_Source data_
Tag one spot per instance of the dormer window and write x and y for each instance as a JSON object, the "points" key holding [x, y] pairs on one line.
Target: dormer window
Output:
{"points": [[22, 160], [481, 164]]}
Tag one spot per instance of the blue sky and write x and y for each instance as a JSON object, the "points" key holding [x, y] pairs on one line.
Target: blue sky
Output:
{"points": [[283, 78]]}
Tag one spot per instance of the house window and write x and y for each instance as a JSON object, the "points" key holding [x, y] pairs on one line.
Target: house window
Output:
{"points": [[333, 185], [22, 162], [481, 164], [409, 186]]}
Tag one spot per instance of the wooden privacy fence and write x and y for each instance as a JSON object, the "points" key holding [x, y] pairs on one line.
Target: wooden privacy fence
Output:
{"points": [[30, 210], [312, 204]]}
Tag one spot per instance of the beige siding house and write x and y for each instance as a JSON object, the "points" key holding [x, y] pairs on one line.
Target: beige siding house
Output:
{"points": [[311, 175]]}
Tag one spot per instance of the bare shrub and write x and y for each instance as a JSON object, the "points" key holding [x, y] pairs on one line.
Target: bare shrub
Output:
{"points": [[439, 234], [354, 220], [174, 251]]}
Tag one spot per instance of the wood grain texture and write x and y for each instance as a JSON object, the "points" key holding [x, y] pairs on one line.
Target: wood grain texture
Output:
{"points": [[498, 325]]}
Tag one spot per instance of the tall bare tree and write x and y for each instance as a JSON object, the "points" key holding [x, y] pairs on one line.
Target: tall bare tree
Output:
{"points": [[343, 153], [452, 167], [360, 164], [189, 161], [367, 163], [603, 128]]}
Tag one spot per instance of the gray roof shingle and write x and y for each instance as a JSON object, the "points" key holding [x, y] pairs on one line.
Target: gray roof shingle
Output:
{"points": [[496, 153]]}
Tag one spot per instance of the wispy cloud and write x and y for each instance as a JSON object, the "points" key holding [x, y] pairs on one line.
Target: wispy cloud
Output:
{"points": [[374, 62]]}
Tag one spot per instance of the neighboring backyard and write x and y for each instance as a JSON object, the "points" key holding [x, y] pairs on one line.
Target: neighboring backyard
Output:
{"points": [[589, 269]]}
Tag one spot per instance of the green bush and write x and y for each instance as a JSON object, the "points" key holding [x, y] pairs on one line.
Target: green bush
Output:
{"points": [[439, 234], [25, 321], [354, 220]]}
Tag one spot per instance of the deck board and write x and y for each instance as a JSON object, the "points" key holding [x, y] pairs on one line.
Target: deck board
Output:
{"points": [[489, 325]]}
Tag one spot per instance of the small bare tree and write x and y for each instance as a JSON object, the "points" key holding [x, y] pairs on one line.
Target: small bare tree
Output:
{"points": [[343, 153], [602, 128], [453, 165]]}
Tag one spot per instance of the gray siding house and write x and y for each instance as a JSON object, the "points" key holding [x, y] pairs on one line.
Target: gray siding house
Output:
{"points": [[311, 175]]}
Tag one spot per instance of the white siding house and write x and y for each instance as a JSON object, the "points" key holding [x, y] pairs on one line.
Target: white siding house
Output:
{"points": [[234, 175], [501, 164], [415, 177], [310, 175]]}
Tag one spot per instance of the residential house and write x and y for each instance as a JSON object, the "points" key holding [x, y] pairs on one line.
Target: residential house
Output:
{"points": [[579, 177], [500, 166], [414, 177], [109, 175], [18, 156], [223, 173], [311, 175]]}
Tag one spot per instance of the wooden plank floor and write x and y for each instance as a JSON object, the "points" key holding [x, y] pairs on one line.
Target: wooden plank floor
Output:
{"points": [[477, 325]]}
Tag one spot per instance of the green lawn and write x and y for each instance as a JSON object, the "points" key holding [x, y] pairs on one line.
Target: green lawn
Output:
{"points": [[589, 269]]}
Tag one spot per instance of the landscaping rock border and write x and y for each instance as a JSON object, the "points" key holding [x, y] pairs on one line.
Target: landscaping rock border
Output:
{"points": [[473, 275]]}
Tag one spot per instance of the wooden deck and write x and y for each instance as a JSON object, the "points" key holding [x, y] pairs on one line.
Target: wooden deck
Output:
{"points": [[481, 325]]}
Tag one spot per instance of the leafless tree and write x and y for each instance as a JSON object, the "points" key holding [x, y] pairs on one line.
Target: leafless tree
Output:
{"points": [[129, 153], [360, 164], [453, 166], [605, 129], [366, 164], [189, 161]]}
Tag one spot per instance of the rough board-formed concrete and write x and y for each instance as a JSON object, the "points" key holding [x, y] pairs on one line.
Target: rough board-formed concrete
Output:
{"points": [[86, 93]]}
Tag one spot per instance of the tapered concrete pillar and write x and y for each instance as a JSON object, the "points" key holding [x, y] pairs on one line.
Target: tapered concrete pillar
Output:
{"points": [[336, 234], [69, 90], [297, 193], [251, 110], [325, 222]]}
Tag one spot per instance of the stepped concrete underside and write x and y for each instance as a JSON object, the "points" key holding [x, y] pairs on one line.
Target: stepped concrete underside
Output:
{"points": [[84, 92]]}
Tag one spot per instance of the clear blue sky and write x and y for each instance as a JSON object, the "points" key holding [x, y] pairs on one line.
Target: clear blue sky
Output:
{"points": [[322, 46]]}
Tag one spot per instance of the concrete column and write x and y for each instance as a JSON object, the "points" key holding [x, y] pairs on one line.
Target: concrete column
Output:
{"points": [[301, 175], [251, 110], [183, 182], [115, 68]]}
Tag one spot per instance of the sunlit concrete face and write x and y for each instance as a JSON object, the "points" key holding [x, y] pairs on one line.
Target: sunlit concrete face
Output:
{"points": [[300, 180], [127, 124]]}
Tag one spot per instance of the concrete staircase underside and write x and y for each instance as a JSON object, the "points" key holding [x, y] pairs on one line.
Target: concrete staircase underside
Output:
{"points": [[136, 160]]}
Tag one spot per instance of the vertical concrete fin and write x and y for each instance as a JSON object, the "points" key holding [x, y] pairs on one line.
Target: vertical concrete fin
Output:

_Exercise description_
Write out the lines of the entries, word for word, from the first through the one containing "Tag one spot per instance of the house", and stop at that line.

_Written response_
Tag one spot per instance of the dormer window and write x and y for each instance as a JSON object, the "points" key holding [x, y] pairs on one line.
Target: dormer window
Output:
{"points": [[22, 160], [481, 164]]}
Tag one spot per instance of the blue sky and write x and y for each instance as a JSON object, the "points" key holding [x, y] pairs on one line.
Target: blue sky
Output:
{"points": [[283, 78]]}
Tag one spot per instance of the house window and write x and y for each instance as a JSON object, the "points" key holding [x, y] pairs on one line.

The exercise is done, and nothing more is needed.